### Given records
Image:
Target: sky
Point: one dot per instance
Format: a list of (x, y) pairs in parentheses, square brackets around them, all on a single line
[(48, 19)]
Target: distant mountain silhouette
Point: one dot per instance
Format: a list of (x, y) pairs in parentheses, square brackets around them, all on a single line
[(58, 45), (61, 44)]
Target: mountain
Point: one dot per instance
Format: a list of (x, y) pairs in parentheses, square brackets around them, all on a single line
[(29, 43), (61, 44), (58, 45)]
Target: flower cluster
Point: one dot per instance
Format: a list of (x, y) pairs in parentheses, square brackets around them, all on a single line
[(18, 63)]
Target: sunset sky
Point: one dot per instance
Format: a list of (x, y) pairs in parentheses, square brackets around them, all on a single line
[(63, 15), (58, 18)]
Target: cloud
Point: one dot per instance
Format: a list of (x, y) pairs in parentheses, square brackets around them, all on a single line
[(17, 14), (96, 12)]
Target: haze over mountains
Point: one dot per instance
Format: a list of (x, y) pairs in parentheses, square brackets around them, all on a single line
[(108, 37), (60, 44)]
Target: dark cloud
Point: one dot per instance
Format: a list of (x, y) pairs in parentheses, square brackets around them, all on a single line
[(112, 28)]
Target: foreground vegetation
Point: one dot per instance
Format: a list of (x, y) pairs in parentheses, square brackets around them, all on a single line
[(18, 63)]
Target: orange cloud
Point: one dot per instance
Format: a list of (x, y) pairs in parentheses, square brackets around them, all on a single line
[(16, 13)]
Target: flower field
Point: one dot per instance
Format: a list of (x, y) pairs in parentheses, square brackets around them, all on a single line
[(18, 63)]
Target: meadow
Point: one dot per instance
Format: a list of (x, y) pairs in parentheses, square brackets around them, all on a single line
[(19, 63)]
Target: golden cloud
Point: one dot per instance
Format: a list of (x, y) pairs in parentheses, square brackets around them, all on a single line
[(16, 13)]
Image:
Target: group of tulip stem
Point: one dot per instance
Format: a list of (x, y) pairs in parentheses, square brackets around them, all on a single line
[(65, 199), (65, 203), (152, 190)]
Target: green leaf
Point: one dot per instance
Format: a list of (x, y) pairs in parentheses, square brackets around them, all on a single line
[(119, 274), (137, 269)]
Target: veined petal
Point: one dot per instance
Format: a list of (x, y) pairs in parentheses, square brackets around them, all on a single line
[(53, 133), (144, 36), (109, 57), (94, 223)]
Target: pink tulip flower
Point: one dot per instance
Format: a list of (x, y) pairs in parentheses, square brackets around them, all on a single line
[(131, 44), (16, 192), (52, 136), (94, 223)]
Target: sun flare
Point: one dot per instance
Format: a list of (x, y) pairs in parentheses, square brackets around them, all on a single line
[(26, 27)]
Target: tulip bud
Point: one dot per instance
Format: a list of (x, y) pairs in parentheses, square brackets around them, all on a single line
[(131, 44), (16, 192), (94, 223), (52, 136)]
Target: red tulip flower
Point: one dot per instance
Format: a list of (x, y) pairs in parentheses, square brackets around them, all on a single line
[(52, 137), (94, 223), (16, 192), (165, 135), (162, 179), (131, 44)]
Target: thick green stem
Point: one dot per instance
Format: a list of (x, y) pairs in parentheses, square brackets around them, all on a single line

### Task goal
Whenever the string "tulip" turns up in a line above, copy that line out.

### Response to the exercise
Target: group of tulip stem
Target: pink tulip flower
Target: tulip bud
Target: red tulip flower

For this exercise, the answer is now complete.